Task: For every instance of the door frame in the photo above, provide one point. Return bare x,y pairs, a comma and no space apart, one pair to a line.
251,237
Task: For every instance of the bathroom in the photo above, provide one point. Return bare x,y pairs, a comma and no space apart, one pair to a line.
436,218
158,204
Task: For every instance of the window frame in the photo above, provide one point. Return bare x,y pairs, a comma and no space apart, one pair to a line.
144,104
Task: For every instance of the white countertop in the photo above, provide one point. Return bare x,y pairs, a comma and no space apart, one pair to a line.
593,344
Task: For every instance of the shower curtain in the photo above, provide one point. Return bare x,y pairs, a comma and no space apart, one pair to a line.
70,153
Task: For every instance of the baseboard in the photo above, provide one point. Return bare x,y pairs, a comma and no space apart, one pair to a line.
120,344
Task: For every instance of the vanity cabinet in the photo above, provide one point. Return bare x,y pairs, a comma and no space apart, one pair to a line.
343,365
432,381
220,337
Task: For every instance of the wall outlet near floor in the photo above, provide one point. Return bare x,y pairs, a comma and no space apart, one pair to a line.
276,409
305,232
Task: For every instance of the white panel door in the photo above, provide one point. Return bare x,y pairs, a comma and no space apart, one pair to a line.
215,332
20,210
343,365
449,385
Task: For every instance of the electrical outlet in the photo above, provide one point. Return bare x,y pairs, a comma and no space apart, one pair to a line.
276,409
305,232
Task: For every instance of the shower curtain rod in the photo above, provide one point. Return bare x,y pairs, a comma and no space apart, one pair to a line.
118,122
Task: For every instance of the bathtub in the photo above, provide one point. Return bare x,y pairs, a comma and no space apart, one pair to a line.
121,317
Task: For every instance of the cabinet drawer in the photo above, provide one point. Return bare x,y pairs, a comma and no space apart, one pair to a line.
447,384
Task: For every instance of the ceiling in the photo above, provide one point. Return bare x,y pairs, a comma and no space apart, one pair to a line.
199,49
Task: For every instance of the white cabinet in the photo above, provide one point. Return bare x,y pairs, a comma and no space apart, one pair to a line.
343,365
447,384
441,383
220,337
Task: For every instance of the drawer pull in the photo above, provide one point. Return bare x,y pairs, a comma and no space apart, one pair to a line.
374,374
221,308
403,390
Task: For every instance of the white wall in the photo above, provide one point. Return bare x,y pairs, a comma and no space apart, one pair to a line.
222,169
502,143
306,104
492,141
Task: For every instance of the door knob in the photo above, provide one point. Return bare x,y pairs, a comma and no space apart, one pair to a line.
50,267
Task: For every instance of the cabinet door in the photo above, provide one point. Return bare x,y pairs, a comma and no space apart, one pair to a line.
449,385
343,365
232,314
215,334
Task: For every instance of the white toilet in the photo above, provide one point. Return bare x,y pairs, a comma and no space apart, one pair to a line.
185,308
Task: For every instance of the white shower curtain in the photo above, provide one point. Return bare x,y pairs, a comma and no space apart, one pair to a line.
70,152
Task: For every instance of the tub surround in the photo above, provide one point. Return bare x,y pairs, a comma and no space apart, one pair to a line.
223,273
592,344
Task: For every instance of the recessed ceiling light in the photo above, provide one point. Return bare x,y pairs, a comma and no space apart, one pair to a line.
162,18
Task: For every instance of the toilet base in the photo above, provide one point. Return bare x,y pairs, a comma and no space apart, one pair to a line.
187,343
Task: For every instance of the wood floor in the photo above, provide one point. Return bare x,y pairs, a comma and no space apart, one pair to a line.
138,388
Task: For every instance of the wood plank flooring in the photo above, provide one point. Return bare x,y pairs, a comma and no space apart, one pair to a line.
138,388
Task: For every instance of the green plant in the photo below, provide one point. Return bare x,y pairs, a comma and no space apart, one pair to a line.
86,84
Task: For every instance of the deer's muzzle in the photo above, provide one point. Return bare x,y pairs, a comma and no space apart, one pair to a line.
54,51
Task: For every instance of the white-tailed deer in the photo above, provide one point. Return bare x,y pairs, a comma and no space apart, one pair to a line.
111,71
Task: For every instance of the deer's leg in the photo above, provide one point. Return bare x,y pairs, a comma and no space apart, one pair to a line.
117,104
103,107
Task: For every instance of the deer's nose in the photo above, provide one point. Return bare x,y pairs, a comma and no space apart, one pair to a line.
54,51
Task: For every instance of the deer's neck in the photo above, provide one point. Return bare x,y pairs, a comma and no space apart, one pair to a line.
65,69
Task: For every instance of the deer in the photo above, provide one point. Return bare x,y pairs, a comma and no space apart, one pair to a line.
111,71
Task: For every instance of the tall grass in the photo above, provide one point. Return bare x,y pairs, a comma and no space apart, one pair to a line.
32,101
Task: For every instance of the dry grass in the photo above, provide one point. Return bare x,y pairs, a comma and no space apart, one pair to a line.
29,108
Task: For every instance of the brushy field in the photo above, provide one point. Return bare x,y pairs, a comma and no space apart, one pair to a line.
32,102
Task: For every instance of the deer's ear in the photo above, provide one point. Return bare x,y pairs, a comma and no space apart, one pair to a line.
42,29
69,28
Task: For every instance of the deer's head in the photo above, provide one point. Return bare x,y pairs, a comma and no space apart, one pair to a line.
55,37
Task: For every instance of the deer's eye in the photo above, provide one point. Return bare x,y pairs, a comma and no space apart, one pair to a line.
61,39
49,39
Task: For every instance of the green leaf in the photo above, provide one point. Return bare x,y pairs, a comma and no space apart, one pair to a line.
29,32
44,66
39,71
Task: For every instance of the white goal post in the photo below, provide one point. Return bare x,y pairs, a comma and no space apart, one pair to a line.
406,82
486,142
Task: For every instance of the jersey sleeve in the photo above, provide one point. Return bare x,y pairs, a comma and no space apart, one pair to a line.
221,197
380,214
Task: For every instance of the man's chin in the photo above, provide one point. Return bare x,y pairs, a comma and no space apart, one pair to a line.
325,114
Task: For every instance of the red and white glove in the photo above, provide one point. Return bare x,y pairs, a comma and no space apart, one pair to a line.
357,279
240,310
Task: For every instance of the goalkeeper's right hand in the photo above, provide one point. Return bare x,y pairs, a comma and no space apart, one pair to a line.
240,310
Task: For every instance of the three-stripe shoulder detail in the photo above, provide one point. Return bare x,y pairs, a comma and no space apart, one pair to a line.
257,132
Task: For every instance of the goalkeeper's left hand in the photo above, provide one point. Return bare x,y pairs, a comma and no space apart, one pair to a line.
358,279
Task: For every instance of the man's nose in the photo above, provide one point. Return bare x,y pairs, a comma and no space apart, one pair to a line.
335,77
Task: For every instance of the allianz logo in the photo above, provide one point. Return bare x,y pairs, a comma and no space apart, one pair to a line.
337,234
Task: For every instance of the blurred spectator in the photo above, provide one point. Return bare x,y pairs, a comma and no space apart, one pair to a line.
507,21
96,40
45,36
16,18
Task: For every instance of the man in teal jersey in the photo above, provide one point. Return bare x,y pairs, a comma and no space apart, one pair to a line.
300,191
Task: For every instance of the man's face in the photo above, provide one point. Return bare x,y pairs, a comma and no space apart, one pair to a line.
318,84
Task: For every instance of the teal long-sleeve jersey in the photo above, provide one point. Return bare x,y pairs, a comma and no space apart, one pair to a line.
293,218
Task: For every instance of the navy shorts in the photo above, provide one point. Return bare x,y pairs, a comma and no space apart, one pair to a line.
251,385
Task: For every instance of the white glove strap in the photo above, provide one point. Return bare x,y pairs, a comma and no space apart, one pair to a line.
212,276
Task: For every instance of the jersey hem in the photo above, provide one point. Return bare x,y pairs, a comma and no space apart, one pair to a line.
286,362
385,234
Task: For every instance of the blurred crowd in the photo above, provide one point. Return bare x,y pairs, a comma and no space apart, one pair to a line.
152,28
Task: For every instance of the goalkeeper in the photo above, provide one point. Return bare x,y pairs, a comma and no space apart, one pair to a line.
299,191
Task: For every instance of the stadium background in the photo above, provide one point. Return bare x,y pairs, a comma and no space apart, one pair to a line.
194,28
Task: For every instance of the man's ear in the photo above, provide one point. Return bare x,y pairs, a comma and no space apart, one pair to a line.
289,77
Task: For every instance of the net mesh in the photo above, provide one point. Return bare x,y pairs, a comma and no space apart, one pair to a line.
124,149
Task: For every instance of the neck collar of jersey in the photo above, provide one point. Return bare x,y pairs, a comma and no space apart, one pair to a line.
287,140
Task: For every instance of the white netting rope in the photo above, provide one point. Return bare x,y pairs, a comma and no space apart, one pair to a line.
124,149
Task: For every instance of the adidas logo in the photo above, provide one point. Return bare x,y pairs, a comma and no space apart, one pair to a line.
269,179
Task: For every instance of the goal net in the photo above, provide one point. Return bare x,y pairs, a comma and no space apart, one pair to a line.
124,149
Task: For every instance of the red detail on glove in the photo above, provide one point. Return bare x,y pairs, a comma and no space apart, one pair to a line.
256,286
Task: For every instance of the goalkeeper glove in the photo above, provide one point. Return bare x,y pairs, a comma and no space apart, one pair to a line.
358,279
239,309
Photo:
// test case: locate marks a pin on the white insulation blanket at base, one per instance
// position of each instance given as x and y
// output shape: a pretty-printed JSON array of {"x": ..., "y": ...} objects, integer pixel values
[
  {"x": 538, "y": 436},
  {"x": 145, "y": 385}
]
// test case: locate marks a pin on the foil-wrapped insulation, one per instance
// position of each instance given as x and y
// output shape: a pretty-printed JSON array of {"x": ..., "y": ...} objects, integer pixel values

------------------------------------------------

§ AIM OF THE EXERCISE: In the listing above, find the line containing "Task: For every instance of the goalkeeper glove" and please quote exactly that line through the last one, and no other lines.

§ ANSWER IN FULL:
Task: For every instance of the goalkeeper glove in the photo above, provide one point. Return bare x,y pairs, a comma and no space apart, one pair to a line.
358,279
239,309
Photo:
// test case: locate marks a pin on the white insulation blanket at base, one per instance
// position of each instance given as x and y
// output shape: a pretty-printed JSON array of {"x": ..., "y": ...} objects, integer pixel values
[
  {"x": 538, "y": 436},
  {"x": 145, "y": 385}
]
// test case: locate marks a pin on the foil-wrapped insulation, one per instance
// position of each instance given as x and y
// output shape: a pretty-printed JSON array of {"x": ..., "y": ...} objects, integer pixel values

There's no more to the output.